Source material:
○ ○ ○ ○ ○ ○ ○
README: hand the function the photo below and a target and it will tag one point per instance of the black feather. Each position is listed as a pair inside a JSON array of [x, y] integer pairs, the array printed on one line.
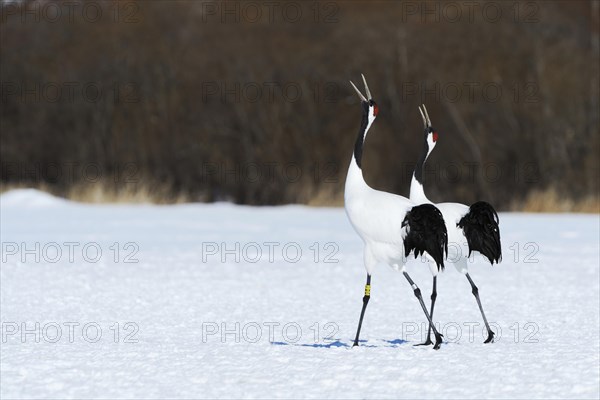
○ ○ ○ ○ ○ ○ ○
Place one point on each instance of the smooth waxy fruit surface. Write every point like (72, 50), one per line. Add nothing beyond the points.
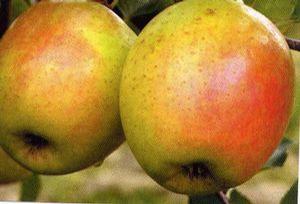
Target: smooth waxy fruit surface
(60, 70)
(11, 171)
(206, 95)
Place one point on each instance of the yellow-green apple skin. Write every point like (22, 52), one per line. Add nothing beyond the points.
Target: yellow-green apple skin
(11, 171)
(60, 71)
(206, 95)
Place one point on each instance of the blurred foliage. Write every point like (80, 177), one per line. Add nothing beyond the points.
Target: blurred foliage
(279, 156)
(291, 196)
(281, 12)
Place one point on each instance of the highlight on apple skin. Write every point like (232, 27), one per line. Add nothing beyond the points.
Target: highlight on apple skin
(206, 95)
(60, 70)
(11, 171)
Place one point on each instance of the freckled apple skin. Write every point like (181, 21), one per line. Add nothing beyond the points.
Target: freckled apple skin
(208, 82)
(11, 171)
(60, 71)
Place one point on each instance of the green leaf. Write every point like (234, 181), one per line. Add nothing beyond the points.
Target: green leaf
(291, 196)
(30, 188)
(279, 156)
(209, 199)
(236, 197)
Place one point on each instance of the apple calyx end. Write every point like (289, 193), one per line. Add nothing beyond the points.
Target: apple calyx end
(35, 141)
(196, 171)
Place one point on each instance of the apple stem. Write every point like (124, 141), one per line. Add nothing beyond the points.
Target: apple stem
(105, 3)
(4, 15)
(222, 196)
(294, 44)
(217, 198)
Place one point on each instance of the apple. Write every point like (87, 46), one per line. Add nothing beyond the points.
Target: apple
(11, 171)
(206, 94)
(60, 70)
○ ○ ○ ○ ○ ○ ○
Print an exact copy of the lines above, from the one containing "Place one point on each instance of the smooth" through the one containing "Place one point on each instance of the highlight", and leave out the pictures.

Place one point on each instance of the smooth waxy fruit surface. Write every point like (72, 50), one per line. Add nothing beyond the points.
Target: smooth waxy fruit surface
(60, 70)
(11, 171)
(206, 95)
Place one point on each instance of the yellow-green apple skin. Write every point like (22, 52), one per line. Add nothing beyond the points.
Target: yellow-green apple skin
(11, 171)
(60, 71)
(206, 95)
Place one point on each instance of the blurred foliage. Write every point like (80, 177), one per line. Add nothing beyond the points.
Target: blurred foliage
(279, 156)
(291, 196)
(281, 12)
Place one point on each instance of the highlight on apple skin. Write every point like (232, 27), one per line. Add nothing beyond the points.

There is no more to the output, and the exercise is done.